Reprenez l'extrait ci-dessous sur les bootlegs Spunk et No Future UK? et poursuivez-le après sa dernière phrase.

→ **EXTRAIT**
——————

Bootleg US 'made in Venezuela' |
Aujourd'hui, il est impossible de dire combien d'exemplaires du Spunk original existent. A-t-il été repressé ou non ? Personne ne sait. Les copies et leurs variations sont également difficiles à quantifier, certaines pressées à plus de 1000 exemplaires, d'autres autours de 100, c'est un vrai sac de nœuds. Mais suite au succès fulgurant de ce bootleg, un autre voit le jour en 1978.
Intitulé No Future UK? comme une des premières versions originales, il contient l'intégralité de Spunk augmenté de trois titres des sessions Goodman: No Fun, d'octobre 76, Pretty Vacant et Anarchy in the UK de Juillet. Bien malin qui pourra aujourd'hui différencier Spunk de celui-ci au premier coup d'oeil car dans certains cas, ces deux bootlegs sont devenus quasiment indissociables.
LP 15 titres. Existe aussi en pochette verte et noire |
On trouve très fréquemment des copies de No Future UK? (15 titres) avec les labels de Spunk (12 titres) et des exemplaires originaux de Spunk vendus dans une pochette No Future UK? 15 titres. Pour s'y retrouver, il faut regarder les numéros de matrices près des labels. La référence de Spunk commence par BLA-169 A et B suivi de LYN4372 111 et LYN 4373 111 alors que celle de No Future UK? 15 titres est GD001 pour la face A et GD002 pour la face B. C'est bien souvent la seule façon de pouvoir différencier les deux pressages qui proviennent très certainement des mêmes bootleggers.

——————

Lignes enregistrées

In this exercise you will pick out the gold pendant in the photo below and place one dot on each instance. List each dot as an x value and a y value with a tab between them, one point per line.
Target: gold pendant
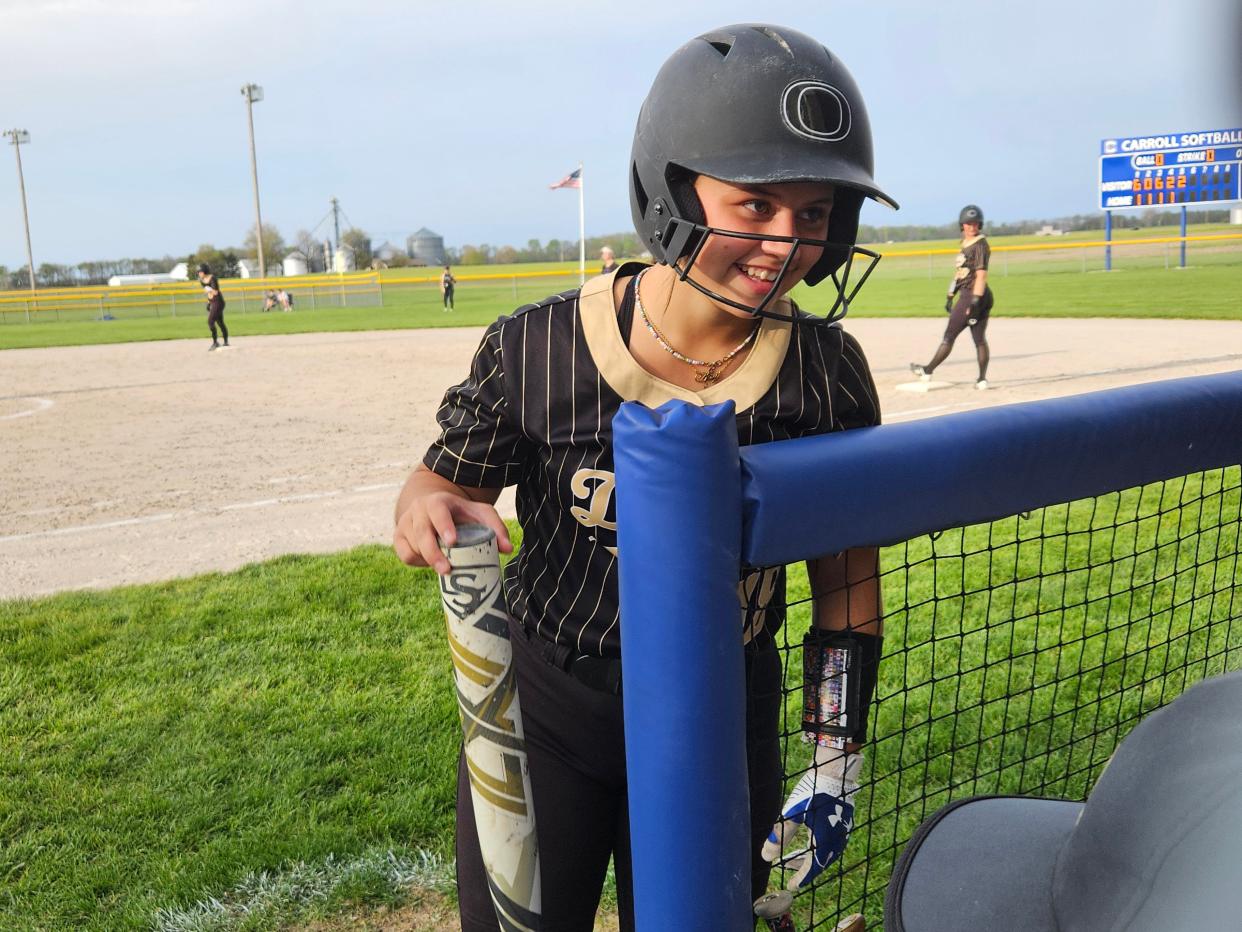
708	377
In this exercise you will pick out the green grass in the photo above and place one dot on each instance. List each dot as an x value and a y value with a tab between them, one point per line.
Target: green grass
1144	282
231	751
162	742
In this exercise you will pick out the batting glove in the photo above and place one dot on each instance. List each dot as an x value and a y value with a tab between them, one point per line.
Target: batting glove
822	802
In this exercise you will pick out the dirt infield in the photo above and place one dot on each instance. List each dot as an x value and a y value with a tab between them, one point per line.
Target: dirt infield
145	461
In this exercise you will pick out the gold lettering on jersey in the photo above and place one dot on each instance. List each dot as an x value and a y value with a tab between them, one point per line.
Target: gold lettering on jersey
593	487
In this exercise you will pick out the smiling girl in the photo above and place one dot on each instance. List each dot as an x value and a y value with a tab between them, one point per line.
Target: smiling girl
750	163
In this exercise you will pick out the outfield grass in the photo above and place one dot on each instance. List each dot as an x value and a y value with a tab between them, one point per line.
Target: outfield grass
1145	282
167	744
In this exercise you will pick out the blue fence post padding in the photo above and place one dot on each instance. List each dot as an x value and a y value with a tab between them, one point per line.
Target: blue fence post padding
678	541
898	481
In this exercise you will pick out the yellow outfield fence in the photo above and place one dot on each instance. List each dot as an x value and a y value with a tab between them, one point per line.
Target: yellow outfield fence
181	298
367	288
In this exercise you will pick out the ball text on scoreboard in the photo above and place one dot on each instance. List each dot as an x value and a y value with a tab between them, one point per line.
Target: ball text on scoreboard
1175	168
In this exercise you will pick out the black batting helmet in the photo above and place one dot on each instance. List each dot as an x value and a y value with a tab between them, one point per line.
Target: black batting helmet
970	214
749	105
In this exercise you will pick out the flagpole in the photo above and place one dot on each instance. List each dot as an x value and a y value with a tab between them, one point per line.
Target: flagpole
581	226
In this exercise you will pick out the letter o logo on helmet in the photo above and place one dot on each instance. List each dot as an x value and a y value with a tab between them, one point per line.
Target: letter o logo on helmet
816	111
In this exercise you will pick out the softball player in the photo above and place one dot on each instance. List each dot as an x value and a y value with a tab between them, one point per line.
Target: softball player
969	302
215	306
447	283
750	163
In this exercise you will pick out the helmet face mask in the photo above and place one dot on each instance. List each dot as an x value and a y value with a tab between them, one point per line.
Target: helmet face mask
841	275
753	105
970	214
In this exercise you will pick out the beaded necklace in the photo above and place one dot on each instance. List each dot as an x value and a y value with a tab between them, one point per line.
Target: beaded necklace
708	375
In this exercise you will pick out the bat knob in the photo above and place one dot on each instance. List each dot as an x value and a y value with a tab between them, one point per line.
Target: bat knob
771	906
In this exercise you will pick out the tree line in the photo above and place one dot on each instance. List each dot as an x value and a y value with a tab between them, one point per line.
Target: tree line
224	261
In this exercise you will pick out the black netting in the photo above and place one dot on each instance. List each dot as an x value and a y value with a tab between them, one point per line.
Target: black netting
1017	654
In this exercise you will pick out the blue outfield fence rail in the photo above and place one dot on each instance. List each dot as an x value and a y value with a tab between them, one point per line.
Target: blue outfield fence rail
1050	572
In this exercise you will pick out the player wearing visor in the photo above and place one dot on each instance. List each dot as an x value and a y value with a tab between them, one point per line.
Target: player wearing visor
752	158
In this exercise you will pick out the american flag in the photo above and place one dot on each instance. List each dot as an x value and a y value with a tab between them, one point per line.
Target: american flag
574	179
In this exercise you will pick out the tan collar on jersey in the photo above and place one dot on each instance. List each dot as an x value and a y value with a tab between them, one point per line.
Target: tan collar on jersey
621	370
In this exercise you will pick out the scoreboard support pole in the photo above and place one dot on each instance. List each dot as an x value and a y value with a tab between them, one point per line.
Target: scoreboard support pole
1183	235
1108	239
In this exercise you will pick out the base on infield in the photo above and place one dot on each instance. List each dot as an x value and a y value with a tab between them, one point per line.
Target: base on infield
923	385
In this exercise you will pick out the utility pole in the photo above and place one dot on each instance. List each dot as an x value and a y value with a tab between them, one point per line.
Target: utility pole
335	224
16	137
253	93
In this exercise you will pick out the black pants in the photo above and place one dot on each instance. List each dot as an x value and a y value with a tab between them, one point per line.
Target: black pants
216	316
960	318
575	746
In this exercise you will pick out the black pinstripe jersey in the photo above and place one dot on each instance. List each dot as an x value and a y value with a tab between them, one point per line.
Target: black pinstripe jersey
537	410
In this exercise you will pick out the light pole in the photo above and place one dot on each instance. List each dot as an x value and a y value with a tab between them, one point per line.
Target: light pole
16	137
253	93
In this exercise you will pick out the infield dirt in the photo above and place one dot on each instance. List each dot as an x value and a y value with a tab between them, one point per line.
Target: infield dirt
145	461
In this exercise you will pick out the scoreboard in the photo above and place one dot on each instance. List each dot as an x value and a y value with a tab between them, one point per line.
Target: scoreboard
1179	168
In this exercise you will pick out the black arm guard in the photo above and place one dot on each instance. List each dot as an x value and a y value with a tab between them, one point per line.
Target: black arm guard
838	680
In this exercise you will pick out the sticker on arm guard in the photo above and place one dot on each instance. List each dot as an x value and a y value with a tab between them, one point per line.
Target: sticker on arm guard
830	686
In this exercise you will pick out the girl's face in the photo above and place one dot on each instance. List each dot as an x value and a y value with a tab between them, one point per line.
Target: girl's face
745	270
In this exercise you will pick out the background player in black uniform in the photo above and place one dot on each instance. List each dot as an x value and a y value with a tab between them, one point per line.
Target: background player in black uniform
537	406
215	306
970	301
446	287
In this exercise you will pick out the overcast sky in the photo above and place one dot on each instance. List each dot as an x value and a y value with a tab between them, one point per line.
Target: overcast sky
457	114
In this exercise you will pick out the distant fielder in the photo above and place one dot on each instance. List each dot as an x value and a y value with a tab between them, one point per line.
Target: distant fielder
215	306
447	283
969	302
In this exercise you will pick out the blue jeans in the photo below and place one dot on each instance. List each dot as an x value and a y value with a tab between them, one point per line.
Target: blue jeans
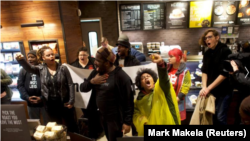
34	113
221	108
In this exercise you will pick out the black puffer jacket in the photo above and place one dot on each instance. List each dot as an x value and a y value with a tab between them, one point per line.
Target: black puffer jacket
64	81
124	91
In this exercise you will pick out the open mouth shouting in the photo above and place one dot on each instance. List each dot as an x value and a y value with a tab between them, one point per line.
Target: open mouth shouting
32	62
148	83
208	44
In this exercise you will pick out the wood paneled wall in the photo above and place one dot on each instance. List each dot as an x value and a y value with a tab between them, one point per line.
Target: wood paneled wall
15	12
72	28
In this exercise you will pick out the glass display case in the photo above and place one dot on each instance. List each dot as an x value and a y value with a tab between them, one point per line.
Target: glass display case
194	64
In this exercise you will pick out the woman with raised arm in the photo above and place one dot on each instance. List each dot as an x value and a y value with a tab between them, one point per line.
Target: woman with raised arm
156	103
180	78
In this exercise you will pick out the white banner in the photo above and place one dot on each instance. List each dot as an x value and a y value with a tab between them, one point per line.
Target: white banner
78	75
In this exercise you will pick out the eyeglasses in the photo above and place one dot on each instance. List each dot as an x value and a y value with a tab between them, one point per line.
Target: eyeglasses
208	37
83	55
144	77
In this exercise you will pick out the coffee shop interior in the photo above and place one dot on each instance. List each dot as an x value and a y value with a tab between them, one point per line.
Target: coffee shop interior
153	26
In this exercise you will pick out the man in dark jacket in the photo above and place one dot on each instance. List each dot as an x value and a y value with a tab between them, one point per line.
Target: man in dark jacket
112	94
123	57
214	79
241	78
29	86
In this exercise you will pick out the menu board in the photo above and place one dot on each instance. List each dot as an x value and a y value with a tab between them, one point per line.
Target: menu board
177	14
130	17
224	13
244	13
154	16
200	14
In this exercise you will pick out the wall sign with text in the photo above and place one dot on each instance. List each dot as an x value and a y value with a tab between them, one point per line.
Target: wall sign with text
130	17
154	16
244	13
177	14
224	13
200	14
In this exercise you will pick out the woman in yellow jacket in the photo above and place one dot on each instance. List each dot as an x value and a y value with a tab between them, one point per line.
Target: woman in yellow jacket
180	78
156	103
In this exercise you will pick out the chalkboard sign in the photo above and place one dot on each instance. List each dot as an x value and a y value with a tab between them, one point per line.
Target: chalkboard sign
224	12
13	123
177	14
153	16
130	17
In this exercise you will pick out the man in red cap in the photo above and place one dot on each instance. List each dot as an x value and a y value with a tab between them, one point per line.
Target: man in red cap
112	94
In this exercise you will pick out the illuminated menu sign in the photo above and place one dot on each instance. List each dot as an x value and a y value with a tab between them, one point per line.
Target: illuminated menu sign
130	17
200	14
224	13
244	13
177	14
153	15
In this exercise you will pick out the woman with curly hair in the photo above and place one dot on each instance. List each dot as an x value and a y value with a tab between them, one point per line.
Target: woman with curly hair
156	103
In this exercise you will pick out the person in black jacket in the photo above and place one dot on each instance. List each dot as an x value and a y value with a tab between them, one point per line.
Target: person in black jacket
84	61
123	56
241	79
112	94
57	87
214	79
29	86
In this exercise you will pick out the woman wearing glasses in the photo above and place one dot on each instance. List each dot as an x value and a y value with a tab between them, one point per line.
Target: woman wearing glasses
56	86
156	103
84	61
214	79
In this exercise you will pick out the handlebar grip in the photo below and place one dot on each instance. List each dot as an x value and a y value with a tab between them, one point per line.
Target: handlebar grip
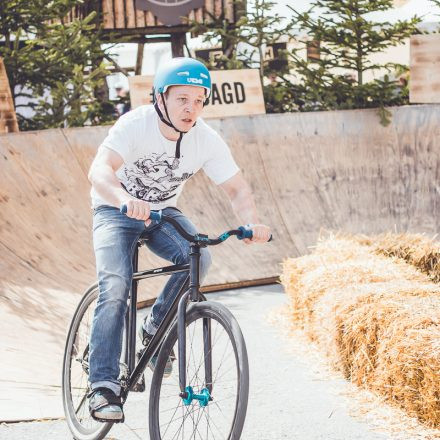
247	233
154	215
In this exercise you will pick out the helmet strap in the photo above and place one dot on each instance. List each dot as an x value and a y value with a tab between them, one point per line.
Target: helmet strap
170	124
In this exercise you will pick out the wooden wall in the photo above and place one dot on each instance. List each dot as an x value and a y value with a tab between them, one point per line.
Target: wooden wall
8	119
121	14
425	69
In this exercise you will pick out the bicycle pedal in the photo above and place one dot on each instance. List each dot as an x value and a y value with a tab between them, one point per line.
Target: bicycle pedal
139	386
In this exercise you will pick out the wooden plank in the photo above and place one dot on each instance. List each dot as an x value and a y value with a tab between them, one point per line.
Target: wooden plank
425	69
191	15
234	93
198	14
229	10
8	117
150	19
208	11
218	8
130	12
119	14
108	16
140	18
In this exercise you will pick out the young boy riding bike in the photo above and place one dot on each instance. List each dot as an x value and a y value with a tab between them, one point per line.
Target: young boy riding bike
143	163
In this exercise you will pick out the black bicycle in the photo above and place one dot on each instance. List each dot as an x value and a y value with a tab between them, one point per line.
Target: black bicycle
206	396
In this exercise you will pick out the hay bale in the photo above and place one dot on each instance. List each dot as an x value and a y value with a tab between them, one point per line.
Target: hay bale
417	249
376	317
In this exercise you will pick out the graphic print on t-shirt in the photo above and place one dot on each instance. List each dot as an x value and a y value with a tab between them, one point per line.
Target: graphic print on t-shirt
153	178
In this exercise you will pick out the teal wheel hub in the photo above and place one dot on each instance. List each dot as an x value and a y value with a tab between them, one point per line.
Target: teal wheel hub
204	397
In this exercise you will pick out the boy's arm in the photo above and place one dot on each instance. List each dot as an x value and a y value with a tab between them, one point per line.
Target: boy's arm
243	204
102	176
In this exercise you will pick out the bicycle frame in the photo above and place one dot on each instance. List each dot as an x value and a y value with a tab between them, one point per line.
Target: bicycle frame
190	290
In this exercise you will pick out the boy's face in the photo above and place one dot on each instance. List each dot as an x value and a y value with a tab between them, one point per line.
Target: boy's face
184	104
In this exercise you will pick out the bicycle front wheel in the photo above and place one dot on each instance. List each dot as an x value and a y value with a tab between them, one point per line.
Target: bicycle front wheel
216	370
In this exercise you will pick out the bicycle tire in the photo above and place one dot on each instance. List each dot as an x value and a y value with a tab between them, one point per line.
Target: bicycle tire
223	317
87	428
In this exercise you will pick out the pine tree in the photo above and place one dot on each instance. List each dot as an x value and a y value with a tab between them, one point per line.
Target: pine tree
56	69
349	38
244	42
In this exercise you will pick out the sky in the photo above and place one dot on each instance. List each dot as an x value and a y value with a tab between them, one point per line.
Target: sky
408	9
159	52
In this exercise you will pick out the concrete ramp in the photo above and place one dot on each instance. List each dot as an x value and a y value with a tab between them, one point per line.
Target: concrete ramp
333	170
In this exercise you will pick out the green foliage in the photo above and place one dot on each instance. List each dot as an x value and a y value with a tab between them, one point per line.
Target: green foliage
58	66
258	28
349	40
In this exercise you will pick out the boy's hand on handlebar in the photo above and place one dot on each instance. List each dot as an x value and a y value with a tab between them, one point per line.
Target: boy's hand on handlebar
138	209
260	234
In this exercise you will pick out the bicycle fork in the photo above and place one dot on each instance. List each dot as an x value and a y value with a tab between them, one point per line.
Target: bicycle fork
186	391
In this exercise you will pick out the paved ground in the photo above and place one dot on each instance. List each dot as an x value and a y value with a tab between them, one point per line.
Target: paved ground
289	397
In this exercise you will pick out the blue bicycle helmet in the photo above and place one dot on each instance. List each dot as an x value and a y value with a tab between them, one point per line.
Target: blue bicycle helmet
182	72
179	72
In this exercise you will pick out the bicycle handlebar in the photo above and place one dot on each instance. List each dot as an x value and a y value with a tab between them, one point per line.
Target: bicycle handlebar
241	233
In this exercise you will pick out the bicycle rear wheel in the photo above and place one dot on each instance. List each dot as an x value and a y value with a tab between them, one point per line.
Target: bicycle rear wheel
75	383
223	416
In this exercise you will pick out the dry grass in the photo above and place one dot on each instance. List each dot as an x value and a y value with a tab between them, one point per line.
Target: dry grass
375	316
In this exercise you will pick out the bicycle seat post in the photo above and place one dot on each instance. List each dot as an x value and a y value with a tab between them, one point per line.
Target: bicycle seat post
131	327
194	274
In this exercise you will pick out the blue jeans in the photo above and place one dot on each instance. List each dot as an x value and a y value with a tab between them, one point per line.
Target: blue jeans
114	239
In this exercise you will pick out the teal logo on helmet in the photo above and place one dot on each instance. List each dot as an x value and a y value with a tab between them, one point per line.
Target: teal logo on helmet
182	71
195	81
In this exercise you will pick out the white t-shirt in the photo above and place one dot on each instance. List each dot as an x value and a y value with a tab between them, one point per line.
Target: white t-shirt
151	171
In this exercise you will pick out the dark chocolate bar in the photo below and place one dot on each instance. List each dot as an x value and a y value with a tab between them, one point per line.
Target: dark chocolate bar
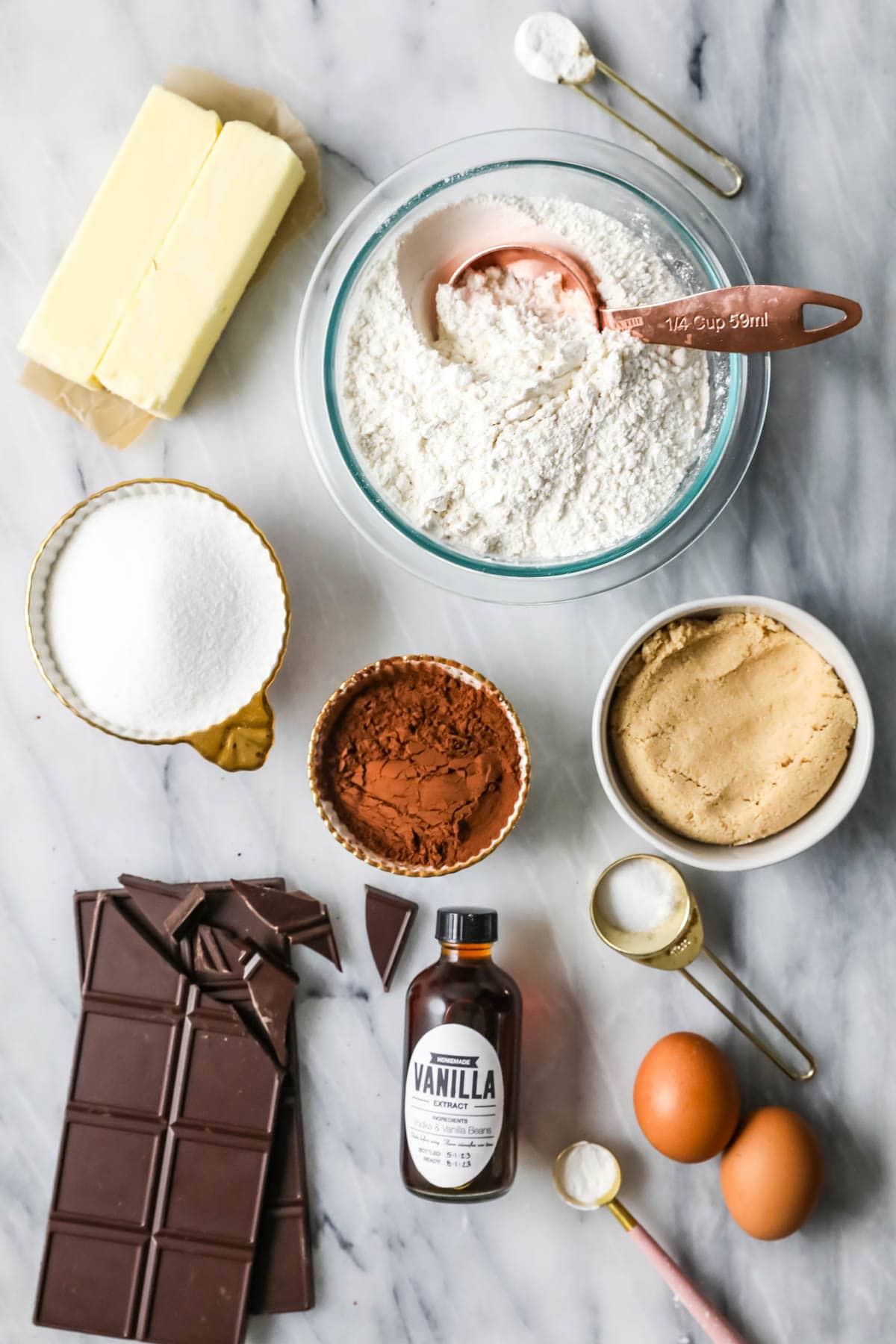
282	1276
388	924
166	1147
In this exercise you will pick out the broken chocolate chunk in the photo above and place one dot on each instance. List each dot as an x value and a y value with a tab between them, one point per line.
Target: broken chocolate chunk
293	915
388	924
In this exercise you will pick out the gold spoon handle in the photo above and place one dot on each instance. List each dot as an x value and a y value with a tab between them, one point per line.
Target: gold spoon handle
746	1031
742	320
736	175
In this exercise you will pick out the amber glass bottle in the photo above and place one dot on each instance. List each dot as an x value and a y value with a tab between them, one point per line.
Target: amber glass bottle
461	1066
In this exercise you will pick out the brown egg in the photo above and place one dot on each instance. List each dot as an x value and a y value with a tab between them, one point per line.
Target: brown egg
687	1098
771	1174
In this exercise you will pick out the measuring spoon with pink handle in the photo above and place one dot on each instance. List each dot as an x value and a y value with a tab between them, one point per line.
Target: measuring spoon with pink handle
588	1176
741	320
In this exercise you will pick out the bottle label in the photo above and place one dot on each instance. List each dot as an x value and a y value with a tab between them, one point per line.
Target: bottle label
453	1105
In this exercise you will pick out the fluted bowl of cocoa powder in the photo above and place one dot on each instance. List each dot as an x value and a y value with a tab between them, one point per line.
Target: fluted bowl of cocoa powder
420	765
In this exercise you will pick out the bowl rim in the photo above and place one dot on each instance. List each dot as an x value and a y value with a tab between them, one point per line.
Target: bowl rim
196	735
801	835
709	245
319	737
505	567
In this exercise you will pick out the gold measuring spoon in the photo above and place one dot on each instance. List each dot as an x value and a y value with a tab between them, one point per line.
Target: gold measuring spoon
551	47
603	1177
675	944
741	320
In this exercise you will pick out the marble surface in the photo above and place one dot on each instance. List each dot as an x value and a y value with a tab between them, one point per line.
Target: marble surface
801	94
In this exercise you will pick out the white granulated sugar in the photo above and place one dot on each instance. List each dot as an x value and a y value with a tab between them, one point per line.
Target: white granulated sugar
638	895
523	432
551	47
588	1172
164	613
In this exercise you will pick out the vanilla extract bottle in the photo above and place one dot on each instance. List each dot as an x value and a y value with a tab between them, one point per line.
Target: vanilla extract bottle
461	1066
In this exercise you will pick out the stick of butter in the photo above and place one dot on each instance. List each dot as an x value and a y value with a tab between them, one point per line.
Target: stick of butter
202	269
119	237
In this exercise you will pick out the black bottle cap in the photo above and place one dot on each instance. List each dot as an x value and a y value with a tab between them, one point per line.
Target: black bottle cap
467	924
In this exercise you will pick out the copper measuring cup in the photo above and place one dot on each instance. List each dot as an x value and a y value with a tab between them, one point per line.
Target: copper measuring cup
741	320
679	941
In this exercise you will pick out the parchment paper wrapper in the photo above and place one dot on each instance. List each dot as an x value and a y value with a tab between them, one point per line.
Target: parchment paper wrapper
114	421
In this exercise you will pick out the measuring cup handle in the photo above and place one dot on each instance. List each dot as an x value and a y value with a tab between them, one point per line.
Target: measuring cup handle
744	1030
704	1313
742	320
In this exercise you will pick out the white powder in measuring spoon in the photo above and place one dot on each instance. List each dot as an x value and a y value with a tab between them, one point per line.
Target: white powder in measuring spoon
551	47
164	613
588	1172
524	432
638	895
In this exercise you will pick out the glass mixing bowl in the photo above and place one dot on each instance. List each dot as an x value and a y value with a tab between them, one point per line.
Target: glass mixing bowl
528	163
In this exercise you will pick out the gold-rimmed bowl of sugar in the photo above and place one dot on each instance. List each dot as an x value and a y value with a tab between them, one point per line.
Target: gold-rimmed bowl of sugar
158	612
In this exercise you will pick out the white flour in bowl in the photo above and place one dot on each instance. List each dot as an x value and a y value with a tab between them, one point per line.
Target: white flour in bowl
523	432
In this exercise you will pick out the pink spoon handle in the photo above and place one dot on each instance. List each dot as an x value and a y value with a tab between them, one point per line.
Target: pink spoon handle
704	1313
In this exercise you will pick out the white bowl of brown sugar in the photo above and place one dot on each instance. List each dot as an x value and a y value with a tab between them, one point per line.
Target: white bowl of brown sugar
732	732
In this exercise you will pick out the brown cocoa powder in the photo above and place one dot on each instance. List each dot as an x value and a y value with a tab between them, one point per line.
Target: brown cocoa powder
422	766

——————

→ **RÉSULTAT ATTENDU**
Spunk a été copié plusieurs fois depuis le début des années 2000. La première version reprend la pochette pourpre originale avec des labels plus clairs, l'autre repress date de 2010 et il est emballé dans une pochette pvc avec un insert papier 'wrap-around' jaune sur lequel figure une reproduction des labels originaux. Malgré la sortie officielle de 2006 (il était temps !) on continue à voir apparaître des pressages illégaux qui sont plus des pirates que des bootlegs, désormais, puisque l'album est officiel.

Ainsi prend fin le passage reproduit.